[Start of Attachment]
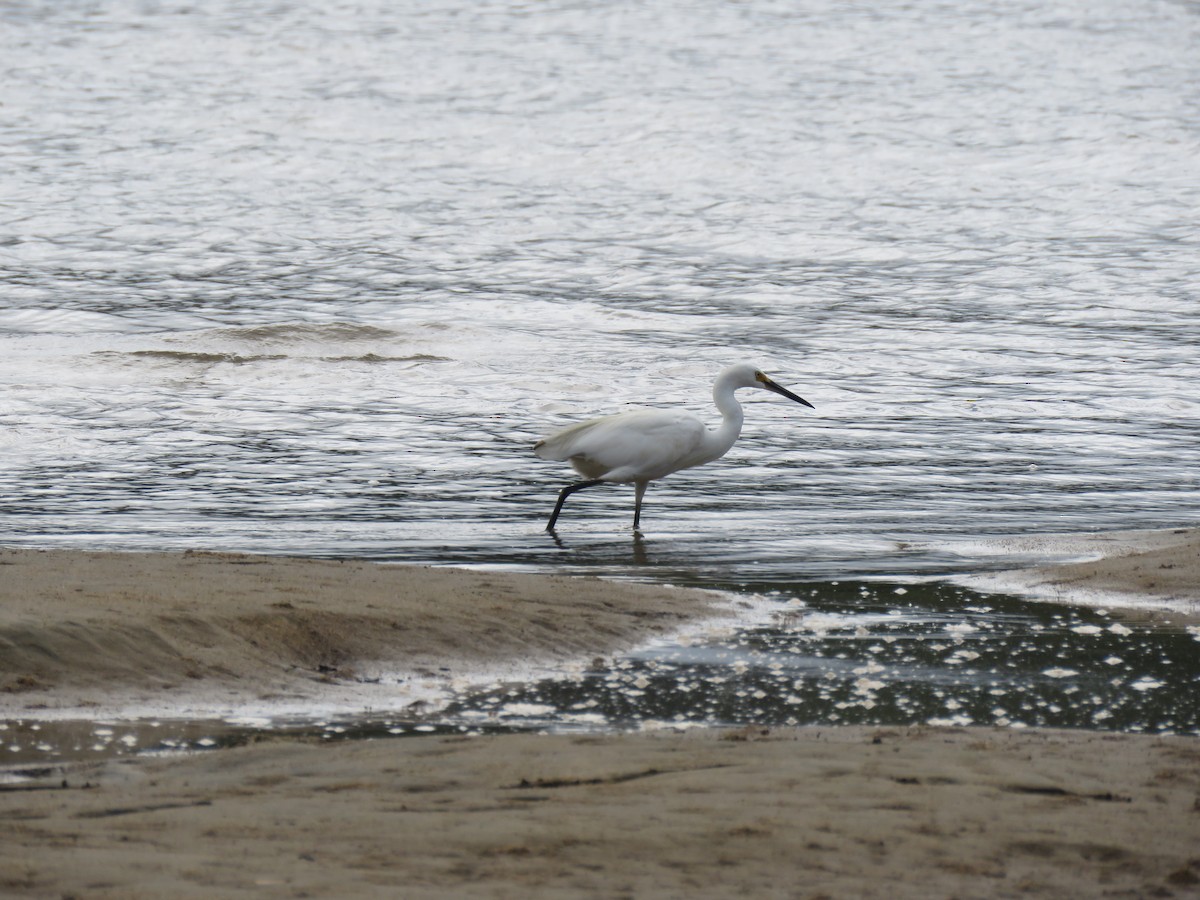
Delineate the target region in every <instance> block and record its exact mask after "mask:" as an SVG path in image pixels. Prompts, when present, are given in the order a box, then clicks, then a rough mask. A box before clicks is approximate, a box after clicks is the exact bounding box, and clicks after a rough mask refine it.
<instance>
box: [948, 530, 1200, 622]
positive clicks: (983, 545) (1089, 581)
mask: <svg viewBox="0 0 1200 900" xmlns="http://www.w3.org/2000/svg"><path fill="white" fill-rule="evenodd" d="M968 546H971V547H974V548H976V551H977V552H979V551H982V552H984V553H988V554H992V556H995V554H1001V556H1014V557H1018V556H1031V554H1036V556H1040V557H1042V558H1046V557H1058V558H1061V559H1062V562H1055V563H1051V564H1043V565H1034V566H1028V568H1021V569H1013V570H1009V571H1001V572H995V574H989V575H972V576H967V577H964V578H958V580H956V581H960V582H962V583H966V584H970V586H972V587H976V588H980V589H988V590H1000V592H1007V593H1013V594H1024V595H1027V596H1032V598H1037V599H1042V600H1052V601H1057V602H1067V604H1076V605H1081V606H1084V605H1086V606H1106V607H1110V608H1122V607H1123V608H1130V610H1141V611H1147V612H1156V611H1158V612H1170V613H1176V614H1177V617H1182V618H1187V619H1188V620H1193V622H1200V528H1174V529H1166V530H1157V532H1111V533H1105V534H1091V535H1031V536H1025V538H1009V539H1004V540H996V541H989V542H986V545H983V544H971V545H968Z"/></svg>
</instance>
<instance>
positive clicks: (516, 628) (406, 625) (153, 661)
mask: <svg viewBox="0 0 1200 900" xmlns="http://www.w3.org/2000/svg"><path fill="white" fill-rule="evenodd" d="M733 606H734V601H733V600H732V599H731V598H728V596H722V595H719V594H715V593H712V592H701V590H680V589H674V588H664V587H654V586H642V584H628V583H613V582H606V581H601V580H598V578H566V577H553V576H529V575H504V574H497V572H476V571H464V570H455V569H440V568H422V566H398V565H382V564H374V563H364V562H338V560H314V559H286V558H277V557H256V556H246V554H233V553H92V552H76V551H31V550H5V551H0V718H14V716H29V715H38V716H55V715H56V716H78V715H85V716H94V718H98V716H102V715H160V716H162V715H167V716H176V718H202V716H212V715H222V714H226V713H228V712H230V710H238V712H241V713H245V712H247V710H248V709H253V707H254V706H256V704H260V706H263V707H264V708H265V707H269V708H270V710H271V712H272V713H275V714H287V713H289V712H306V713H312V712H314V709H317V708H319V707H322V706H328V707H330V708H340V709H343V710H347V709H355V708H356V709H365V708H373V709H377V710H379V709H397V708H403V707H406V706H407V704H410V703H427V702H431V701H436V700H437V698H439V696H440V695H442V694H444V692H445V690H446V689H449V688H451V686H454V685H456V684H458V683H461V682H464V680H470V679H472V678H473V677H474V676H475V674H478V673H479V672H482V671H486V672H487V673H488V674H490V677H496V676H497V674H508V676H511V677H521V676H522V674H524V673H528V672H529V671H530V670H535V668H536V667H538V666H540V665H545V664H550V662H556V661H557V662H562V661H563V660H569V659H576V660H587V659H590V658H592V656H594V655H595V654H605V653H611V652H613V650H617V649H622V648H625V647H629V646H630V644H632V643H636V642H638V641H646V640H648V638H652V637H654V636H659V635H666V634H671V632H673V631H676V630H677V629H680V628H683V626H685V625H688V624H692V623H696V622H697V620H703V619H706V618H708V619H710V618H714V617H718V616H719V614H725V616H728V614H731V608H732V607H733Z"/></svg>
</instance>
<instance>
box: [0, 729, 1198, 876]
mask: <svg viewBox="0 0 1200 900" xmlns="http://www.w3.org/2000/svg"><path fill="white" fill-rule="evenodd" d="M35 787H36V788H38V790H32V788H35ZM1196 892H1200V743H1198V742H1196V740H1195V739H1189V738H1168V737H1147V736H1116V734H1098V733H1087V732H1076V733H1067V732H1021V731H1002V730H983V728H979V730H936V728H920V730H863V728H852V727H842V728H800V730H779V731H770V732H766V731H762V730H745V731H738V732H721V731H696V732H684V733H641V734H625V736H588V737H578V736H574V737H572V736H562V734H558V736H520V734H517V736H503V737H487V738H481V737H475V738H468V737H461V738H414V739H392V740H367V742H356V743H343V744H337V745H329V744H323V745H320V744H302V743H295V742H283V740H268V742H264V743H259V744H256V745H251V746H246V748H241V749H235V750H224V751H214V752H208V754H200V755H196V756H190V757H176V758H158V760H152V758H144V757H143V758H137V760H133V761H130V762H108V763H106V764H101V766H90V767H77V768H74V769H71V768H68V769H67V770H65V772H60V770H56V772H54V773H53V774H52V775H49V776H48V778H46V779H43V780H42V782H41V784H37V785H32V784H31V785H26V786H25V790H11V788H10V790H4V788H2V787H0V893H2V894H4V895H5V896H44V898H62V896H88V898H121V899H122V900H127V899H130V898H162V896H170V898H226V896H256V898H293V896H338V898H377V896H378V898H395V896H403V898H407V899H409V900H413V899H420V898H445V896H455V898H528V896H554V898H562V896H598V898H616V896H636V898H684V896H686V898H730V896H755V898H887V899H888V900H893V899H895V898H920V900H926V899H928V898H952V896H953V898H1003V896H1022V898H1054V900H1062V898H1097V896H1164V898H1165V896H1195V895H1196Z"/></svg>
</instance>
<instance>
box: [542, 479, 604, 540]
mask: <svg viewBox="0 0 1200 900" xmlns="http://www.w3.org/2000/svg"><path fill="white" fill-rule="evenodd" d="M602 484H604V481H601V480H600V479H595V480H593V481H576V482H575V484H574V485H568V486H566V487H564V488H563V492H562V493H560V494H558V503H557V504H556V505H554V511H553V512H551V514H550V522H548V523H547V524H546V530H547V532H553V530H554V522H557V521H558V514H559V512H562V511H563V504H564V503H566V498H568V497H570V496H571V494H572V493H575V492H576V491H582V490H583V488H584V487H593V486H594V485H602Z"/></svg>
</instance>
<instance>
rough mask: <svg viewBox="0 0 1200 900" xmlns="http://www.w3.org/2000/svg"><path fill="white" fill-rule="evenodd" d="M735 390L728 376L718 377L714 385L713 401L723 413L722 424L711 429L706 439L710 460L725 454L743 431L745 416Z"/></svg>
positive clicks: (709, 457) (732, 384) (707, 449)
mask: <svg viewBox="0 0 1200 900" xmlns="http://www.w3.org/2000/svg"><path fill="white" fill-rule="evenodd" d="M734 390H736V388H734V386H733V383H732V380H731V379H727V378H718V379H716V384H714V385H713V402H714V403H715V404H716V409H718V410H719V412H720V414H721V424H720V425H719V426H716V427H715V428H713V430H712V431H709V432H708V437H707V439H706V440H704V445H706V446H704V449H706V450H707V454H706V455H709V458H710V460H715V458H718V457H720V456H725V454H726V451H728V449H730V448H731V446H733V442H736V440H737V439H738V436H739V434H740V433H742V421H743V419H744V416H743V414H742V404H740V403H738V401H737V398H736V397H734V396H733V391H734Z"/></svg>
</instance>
[End of Attachment]
[Start of Attachment]
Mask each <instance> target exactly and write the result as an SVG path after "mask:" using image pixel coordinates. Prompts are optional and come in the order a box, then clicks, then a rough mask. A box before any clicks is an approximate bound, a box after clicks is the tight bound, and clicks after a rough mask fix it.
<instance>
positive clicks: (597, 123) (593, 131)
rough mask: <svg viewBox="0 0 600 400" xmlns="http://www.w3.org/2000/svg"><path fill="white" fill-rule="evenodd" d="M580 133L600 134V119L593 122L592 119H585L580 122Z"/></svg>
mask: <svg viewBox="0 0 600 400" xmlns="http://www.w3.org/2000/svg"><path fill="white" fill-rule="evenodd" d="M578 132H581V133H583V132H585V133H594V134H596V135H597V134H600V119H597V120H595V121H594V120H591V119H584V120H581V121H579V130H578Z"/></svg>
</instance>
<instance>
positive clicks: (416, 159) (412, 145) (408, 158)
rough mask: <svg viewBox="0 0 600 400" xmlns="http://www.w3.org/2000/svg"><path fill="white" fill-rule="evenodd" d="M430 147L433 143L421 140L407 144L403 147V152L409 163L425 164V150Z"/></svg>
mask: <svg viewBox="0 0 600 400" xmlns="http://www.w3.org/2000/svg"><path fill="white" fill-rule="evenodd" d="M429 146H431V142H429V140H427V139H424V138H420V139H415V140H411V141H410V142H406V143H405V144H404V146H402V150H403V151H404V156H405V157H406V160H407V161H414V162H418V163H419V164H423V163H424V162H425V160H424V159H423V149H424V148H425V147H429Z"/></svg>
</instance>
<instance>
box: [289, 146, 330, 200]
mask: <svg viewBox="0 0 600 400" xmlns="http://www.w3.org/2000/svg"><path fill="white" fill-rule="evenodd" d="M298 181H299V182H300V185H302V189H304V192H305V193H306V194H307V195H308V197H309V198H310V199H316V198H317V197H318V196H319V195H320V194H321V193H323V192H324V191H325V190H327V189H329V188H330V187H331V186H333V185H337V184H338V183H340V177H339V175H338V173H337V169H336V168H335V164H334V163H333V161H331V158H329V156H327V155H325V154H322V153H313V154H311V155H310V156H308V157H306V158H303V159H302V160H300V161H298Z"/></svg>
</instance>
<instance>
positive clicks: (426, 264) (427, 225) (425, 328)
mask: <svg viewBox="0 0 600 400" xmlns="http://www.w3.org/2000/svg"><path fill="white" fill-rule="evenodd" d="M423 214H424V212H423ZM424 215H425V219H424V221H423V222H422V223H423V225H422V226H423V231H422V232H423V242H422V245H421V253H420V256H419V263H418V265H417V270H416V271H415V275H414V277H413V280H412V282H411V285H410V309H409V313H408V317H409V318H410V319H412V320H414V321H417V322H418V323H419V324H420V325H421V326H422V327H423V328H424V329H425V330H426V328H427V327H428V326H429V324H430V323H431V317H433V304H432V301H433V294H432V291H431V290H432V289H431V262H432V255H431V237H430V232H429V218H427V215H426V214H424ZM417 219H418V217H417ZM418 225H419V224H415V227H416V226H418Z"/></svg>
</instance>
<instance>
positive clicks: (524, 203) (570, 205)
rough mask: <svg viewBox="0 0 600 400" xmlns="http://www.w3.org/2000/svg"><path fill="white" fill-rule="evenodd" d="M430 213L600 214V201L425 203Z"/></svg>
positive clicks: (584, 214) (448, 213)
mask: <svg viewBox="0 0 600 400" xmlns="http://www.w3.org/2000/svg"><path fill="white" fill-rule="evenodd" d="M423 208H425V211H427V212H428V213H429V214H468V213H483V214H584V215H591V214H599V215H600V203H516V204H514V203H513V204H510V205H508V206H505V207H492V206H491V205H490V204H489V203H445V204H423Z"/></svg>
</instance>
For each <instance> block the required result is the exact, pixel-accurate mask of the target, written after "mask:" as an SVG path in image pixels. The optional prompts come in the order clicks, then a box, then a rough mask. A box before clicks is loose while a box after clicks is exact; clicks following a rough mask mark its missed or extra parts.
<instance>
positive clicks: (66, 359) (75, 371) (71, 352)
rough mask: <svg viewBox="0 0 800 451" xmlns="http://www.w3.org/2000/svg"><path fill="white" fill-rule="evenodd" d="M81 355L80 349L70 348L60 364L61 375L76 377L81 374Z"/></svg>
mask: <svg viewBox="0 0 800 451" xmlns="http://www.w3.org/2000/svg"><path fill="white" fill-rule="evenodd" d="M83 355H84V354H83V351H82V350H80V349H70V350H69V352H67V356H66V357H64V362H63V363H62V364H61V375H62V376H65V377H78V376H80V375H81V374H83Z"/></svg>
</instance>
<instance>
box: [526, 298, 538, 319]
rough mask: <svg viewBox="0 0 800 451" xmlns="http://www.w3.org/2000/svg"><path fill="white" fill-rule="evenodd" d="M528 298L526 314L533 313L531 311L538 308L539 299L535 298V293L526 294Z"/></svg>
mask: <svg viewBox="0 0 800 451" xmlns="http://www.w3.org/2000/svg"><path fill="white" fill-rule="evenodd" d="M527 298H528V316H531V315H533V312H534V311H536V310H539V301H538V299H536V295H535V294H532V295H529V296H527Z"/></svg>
[End of Attachment]
[Start of Attachment]
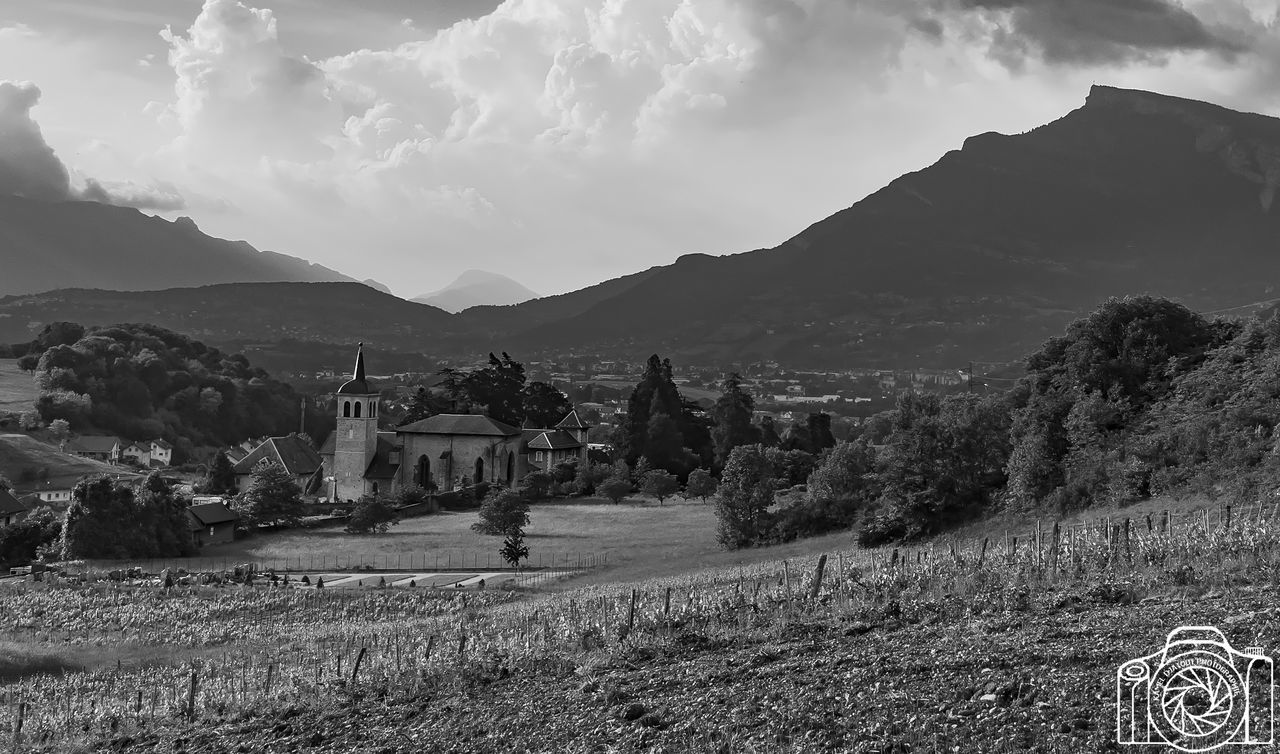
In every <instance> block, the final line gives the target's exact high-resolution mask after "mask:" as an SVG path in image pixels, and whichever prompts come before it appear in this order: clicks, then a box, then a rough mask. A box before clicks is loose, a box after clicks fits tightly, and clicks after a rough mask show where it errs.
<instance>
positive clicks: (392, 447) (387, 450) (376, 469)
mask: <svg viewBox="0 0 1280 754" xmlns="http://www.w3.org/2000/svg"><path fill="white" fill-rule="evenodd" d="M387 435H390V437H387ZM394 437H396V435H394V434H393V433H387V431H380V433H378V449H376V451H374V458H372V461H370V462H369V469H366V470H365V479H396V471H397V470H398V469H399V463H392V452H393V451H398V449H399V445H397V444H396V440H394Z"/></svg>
[End of Attachment]
YOUR OBJECTIVE
Pull out, word for word, the part of the items that opens with the line containing "Delineate the target" and closes with the line containing "positive clicks: (983, 545) (1089, 581)". Include both of those lines and nothing else.

EXERCISE ANSWER
Delineate the target region in every <instance> block and record its exact mask after "mask:" as an SVG path in image pixels. Prompts, when present, are given in the order a box, then clicks, then a rough mask. A box before clicks is approximate, a box after clicks is the exact bounding box, and clicks after a rough mask refine it.
<instance>
box: [948, 530, 1200, 622]
positive clicks: (983, 545) (1089, 581)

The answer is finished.